● **Data**
/---
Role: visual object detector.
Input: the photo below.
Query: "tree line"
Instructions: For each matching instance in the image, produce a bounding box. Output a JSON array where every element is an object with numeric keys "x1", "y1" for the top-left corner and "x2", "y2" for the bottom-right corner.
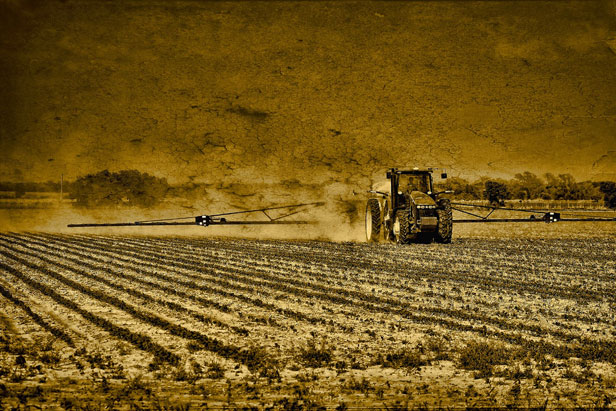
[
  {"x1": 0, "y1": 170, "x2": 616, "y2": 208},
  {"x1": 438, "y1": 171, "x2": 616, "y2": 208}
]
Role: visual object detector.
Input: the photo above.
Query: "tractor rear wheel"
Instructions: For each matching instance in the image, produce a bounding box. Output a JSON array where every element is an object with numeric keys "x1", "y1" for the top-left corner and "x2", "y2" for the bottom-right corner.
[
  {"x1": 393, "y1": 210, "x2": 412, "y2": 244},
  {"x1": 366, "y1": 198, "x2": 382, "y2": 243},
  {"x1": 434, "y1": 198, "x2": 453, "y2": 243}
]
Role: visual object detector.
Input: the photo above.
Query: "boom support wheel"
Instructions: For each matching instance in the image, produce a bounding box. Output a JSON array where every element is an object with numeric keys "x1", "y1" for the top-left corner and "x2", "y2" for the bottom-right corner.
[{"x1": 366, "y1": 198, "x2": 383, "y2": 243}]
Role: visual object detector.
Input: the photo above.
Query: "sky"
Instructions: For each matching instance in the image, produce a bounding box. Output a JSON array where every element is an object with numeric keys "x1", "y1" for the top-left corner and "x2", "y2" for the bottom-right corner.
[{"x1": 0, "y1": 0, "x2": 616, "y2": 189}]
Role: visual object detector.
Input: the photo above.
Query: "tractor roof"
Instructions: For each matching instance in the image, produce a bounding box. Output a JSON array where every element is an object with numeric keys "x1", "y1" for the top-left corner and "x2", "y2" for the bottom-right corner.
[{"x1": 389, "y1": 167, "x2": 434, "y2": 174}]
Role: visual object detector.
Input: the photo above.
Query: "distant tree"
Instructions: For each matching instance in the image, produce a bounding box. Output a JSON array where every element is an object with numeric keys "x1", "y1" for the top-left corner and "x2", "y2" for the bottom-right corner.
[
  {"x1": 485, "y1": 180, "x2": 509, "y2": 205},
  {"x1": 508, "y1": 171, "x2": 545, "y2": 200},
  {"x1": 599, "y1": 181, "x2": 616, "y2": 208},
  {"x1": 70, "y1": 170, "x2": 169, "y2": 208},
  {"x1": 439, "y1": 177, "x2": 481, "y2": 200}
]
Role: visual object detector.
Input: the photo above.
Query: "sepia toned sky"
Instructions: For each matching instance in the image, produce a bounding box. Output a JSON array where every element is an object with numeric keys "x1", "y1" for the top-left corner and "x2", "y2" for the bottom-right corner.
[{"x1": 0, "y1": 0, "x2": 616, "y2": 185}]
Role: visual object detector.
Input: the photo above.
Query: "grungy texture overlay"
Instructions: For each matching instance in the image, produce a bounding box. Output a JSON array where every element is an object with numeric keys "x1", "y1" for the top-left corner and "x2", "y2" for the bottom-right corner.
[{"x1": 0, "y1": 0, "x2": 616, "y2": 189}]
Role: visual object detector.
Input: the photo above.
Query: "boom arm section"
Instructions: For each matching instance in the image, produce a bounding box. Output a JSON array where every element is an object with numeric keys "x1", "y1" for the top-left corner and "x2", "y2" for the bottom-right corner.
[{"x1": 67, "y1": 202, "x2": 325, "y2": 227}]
\---
● **Instructions to follow**
Pull out every line of the records above that contains the string "boom". Match case.

● **Exercise output**
Query: "boom support wheel"
Query: "boom arm section"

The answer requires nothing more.